REQUEST: Copy every line of the material below word for word, leaving out the pictures.

━━━ EXERCISE MATERIALS ━━━

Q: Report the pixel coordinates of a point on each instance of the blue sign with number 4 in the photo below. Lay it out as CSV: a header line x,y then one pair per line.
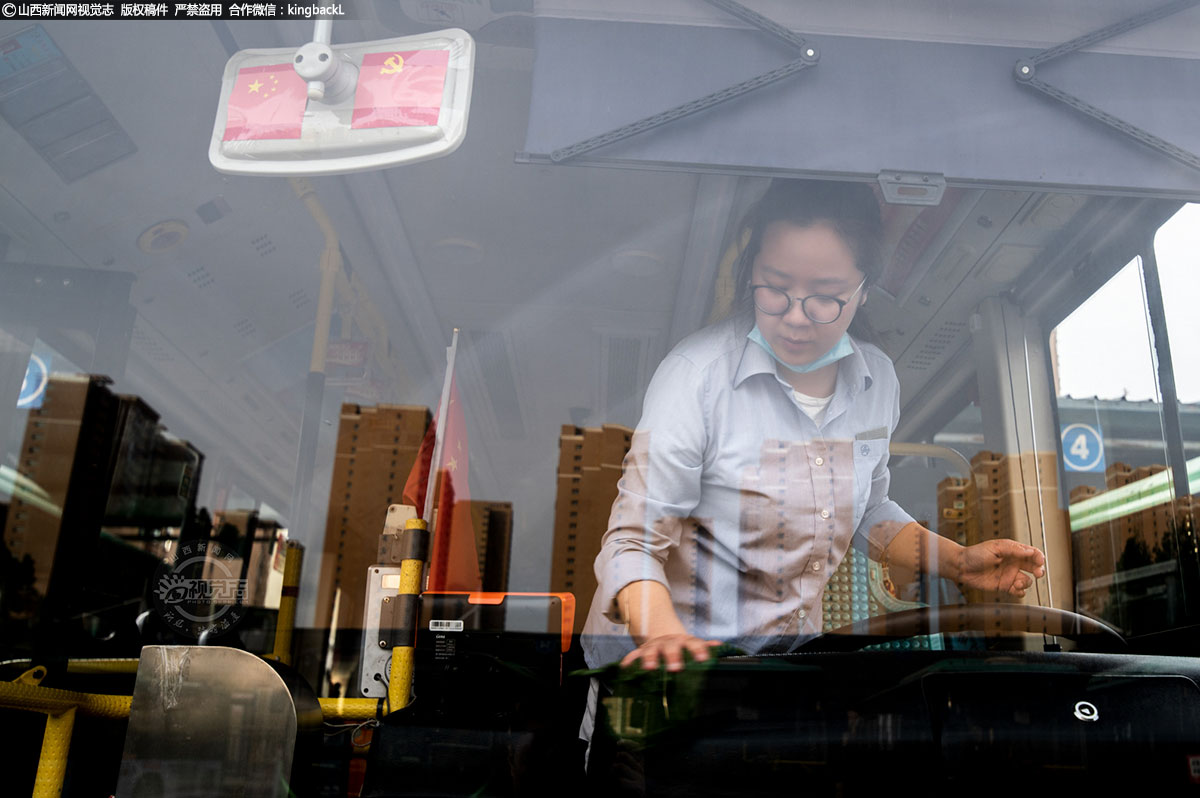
x,y
1083,448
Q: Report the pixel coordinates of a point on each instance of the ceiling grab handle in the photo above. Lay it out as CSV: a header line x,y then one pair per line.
x,y
933,450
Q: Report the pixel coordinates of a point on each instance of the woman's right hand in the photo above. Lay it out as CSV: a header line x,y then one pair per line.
x,y
669,649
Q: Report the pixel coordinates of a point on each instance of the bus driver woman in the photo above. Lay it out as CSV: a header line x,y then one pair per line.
x,y
762,454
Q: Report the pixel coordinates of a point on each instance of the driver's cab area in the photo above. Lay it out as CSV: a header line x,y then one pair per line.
x,y
1033,335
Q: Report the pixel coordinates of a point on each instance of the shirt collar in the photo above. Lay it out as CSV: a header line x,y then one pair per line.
x,y
853,376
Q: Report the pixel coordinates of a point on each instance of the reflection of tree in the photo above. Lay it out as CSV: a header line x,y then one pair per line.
x,y
1177,546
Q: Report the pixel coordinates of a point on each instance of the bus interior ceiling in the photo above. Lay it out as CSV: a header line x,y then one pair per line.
x,y
546,269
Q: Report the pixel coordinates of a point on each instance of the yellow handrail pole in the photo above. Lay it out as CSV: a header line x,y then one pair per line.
x,y
400,678
349,708
52,767
288,597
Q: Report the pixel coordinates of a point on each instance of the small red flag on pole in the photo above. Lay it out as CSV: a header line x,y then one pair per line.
x,y
267,102
400,89
454,562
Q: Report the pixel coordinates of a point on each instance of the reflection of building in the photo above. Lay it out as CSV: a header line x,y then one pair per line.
x,y
376,450
493,541
588,469
1143,543
89,457
241,531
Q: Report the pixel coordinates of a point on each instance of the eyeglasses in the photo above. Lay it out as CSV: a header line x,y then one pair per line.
x,y
819,307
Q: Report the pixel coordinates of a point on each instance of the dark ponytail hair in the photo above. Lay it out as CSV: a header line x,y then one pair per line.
x,y
850,209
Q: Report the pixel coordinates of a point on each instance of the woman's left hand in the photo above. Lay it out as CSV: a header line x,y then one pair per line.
x,y
1001,565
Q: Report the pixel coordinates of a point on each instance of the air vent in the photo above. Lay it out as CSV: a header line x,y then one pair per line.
x,y
624,360
263,245
149,347
54,109
496,365
937,345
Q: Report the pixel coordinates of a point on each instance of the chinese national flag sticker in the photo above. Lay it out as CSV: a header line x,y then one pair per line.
x,y
400,89
267,102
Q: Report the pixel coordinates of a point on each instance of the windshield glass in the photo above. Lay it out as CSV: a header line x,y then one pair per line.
x,y
742,352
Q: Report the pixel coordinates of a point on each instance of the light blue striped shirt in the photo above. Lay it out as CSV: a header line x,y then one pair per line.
x,y
736,501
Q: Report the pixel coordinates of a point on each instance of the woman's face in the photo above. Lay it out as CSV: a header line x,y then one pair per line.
x,y
805,261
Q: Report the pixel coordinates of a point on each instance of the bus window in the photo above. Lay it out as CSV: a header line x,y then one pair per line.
x,y
1132,535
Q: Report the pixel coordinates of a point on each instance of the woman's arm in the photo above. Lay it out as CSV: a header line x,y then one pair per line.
x,y
1000,565
657,629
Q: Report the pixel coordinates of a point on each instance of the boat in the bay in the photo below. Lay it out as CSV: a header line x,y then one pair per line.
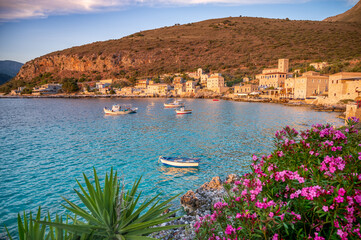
x,y
182,110
117,110
174,104
179,161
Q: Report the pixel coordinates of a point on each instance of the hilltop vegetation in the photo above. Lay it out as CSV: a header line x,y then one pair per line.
x,y
239,46
352,15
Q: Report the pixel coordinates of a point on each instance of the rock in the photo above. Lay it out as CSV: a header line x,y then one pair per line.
x,y
214,184
189,201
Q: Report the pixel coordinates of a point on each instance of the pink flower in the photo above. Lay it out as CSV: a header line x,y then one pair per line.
x,y
230,230
318,237
325,208
342,234
341,192
275,237
339,199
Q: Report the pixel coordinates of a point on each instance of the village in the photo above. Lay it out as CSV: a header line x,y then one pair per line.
x,y
273,84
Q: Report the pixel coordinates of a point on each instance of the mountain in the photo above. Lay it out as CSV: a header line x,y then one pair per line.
x,y
352,15
8,70
235,45
4,78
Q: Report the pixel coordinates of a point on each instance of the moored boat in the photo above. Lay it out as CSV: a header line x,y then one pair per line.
x,y
174,104
183,111
117,110
179,161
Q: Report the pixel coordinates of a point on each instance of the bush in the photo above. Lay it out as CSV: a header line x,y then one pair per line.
x,y
104,213
308,188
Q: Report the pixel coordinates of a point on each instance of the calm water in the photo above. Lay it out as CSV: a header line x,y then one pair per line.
x,y
45,144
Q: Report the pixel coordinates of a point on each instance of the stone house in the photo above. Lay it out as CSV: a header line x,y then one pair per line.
x,y
319,66
178,80
103,83
215,83
274,77
344,85
191,87
310,84
158,89
246,88
51,88
17,91
179,88
143,83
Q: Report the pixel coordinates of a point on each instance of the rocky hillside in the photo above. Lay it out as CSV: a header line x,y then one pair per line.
x,y
352,15
240,45
8,70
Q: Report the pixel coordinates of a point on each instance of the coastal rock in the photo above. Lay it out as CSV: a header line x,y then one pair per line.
x,y
189,201
214,184
231,178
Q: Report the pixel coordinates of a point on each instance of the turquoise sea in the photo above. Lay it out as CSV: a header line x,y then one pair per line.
x,y
45,144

━━━

RESULT:
Q: Report the pixel coordinates of a point on each instance of the blue sign with number 4 in the photo below. Lay it out as CSV: a header line x,y then one pair per line.
x,y
1083,448
Q: Report the pixel coordinates of a point on each instance of the ceiling grab handle in the photo above. Lay it out as CSV: a header line x,y then one pair per line.
x,y
933,450
Q: Report the pixel coordinates of a point on each instance of the woman's right hand in the photo above. Lay it out as CSV: a header line x,y then one pair per line.
x,y
669,649
Q: Report the pixel coordinates of a point on each instance of the bus driver woman in the photo above. Lay it out as CSV: a header line x,y then one pair per line.
x,y
762,454
Q: Report the pixel coordinates of a point on each instance of the driver's cab area in the photo above. Lay it out as CSV: a header line x,y then one pair per line.
x,y
1033,335
Q: Report the pixel coordinates of a point on each instance of the shirt collar in the photo above. Lay it out as CSV: a header line x,y then one pair per line.
x,y
853,376
Q: Report the pixel coordinates of a point on each instance of the reflection of tree in the photo above. Lay it out as CSV: a header line x,y then one pair per line.
x,y
1177,546
Q: Report the pixel coordinates of a point on each instance of the bus interior ceiling in the photo above. Lay it out as CSV: a header line x,y then one pair per line.
x,y
546,269
Q: Report the pixel coordinates of a point on each instance of the yellow handrail pole in the photo above. Lay it out as CSV: a header line x,y then one pair per line.
x,y
400,678
349,708
52,767
288,597
Q: Report the pixel coordinates of a point on each instance of the small red flag on pole in the photo above. Lay it out as CSV: a header line x,y then one pair per line.
x,y
267,102
400,89
454,562
Q: Report the pixel coordinates of a point on each instance of the reflection of building in the photo above. Lay it out as CSV: a header line x,y then one pair per line.
x,y
376,450
493,541
588,469
1143,543
89,457
241,531
Q: Report the pixel coordinates of a point on each instance of the eyeglasses in the photo above. Lay it out as CSV: a header line x,y then one pair per line.
x,y
819,307
Q: Report the pixel coordinates of a point on each instance of the dark ponytail hair in the photo above. Lay it out as CSV: a header line x,y then one pair per line.
x,y
850,209
Q: Report the pixel coordinates of a point on each instance of the woman's left hand in the photo above. Lay it out as CSV: a header line x,y then one pair per line.
x,y
1001,565
Q: Report the pixel coordinates of a point on each instance of the air vent in the photo above. Lay it out as CSV: a header line x,y then one pair per line.
x,y
624,360
263,245
149,347
54,109
496,365
937,345
Q: Report the pixel coordinates of a point on each instance of the chinese national flag sticker in the photo above. Lay it out as CSV: a header line x,y then one pair per line.
x,y
400,89
267,102
Q: Report the pixel coordinates of a point on each instance of the windshield glass in the photo above. Lay it out as CSV: a header line x,y then one pair per line.
x,y
742,352
Q: Report the pixel coordinates of a point on each instance of the light blue striped shirt in the photo above. Lay it out as CSV: a header line x,y then one pair per line.
x,y
736,501
Q: Report the pixel coordinates of a point on each instance of the woman's face in the photo above. Lay it out as CSV: a header line x,y then one pair per line.
x,y
805,261
Q: Report the pixel coordinates of a point on each instance of the bus window in the photo above. Lay it out as CSV: a header line x,y then one pair per line.
x,y
1132,535
Q: Report the pixel coordinates of a point on each instance of the woman's arm in the photo above. Lay it out as CSV: a header line x,y then one pair per line.
x,y
1000,565
657,629
Q: Report the pixel coordinates of a point on each instance of the boat in the bay in the photo below. Lay it out as CSV: a header line x,y then one pair per line.
x,y
182,110
117,110
174,104
179,161
Q: Report the pixel coordinates of a point on each instance of the hilltop vegetation in the photo above. Lay it out as CSV: a header line x,y then one pair per line.
x,y
239,46
352,15
Q: Report the pixel coordinates of a point on each instance of the rock in the photo above. Lay it out as CSV: a header line x,y then one pair per line.
x,y
214,184
189,201
Q: Report the pixel coordinates of a point on each instance of the pink flower in the photo above. Lay it out as CSV: a header line x,y then one pair per line.
x,y
230,230
318,237
325,208
342,234
341,192
275,237
339,199
Q: Report the pixel coordinates of a point on each instance of the village in the photo above. Lay it out as CSV: a header line x,y then one pair per line.
x,y
273,84
Q: Report the pixel coordinates of a point on each instance of the mountain in the photo above. Lay it out as CSV: a header line x,y then one pair per line.
x,y
352,15
8,70
235,45
4,78
Q: Report the pixel coordinates of a point on each instance of the moored boat in the photo above. Lay it out as CSV: a header line x,y then one pair per line.
x,y
174,104
183,111
117,110
179,161
Q: Report the pixel coordinates of a point on each instance of the bush in the photo above. Lay it out as CSV: a header line x,y then one pair per line.
x,y
104,213
308,188
Q: Report the pixel coordinates of a point on each instance of the calm water in the photo above. Lay it out as CSV: a header line x,y then one pair per line.
x,y
45,144
Q: Report the pixel coordinates of a point on each instance of the stone house in the photo above. Lay it out as CSV: a header line x,y then one pair per line.
x,y
319,66
178,80
103,83
215,83
274,77
344,85
191,87
310,84
158,89
246,88
51,88
17,91
179,88
143,83
Q: Report the pixel coordinates of a point on each instance of the rocky hillside in the photo above. Lay it out as CSV: a header line x,y then one pair per line.
x,y
352,15
240,45
8,70
Q: Report the pixel coordinates of a point on each instance of the coastal rock in the photo above. Lay it out as CSV: a header line x,y then one pair per line.
x,y
189,201
214,184
231,178
Q: Report the pixel coordinates of a point on each instance of the turquoise sea in the photo above. Lay it out as CSV: a header line x,y then one pair per line.
x,y
45,144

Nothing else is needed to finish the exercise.